| YOUR INSTRUCTIONS |
State how many lines below contain the word "dark". Give only the number.
— Start of PROVIDED ENTRIES —
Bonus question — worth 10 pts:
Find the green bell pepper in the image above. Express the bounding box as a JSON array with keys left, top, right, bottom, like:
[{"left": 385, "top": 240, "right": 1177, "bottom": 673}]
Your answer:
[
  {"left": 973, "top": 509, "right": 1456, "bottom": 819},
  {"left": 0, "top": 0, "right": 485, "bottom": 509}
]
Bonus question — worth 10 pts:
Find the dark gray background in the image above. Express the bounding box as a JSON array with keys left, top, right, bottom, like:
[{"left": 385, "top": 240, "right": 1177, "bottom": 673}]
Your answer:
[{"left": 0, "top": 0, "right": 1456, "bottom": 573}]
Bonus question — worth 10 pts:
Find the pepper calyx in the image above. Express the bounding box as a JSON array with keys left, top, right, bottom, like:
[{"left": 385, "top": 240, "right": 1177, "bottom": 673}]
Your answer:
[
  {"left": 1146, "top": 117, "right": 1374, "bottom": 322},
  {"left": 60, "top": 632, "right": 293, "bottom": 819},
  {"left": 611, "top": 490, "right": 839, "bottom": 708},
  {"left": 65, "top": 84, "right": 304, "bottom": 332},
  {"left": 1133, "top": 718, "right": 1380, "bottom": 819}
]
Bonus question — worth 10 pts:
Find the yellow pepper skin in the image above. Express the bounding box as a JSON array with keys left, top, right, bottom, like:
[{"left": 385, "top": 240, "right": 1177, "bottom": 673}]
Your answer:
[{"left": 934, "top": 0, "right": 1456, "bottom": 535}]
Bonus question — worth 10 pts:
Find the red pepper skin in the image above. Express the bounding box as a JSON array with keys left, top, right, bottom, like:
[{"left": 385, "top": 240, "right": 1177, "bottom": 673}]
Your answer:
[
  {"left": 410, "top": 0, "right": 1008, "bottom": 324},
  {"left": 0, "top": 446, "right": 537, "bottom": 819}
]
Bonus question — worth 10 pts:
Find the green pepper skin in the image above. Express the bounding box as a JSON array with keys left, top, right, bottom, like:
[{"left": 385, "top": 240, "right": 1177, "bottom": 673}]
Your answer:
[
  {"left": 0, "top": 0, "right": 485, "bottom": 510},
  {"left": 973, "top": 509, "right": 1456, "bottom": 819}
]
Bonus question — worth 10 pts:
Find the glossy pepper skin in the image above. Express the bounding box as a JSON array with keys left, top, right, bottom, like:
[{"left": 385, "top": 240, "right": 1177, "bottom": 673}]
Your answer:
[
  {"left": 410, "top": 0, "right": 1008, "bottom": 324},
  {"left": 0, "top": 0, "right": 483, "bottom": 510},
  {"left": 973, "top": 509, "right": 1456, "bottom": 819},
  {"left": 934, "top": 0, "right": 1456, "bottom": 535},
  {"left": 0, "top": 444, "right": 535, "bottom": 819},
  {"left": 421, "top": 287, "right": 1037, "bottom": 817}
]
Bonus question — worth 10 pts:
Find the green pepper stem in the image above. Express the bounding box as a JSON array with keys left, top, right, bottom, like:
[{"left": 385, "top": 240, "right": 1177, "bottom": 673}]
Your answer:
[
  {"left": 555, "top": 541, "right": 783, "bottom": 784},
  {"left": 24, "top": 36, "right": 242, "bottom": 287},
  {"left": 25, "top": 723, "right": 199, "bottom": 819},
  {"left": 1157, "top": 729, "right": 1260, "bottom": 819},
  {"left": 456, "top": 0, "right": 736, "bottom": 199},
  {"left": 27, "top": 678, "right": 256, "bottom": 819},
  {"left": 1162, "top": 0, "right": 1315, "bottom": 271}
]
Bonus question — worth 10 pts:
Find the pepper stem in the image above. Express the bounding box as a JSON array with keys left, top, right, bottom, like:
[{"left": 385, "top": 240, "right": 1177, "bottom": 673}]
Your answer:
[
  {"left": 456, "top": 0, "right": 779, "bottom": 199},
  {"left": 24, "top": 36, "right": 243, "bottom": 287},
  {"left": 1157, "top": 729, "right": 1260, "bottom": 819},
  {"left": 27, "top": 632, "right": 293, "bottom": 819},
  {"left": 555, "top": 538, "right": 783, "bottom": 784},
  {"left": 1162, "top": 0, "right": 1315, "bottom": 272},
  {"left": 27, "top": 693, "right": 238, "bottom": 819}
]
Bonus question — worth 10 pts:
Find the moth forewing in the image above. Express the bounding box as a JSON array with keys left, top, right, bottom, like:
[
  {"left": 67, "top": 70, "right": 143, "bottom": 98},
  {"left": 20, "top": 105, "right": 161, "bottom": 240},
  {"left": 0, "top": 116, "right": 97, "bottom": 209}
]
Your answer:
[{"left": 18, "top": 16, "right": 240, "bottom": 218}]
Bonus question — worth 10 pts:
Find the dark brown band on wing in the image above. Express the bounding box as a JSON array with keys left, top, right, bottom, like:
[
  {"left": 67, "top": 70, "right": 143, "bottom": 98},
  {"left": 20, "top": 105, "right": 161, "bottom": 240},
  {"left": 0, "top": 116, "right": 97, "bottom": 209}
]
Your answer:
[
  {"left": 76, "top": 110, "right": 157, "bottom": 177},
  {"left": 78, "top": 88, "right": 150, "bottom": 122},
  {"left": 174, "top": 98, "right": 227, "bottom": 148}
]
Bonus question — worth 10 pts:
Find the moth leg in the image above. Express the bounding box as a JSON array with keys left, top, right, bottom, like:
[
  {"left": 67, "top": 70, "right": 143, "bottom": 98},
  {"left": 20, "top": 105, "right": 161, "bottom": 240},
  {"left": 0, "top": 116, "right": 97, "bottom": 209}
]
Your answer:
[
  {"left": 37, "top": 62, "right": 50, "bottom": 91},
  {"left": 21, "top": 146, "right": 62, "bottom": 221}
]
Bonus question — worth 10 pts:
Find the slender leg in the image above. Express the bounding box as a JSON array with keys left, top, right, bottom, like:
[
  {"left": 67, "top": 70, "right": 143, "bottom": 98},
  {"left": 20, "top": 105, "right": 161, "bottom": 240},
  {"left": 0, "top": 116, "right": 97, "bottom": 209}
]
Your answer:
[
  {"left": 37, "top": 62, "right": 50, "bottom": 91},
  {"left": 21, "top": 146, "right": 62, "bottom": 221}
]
— End of PROVIDED ENTRIES —
| THE SOLUTION |
2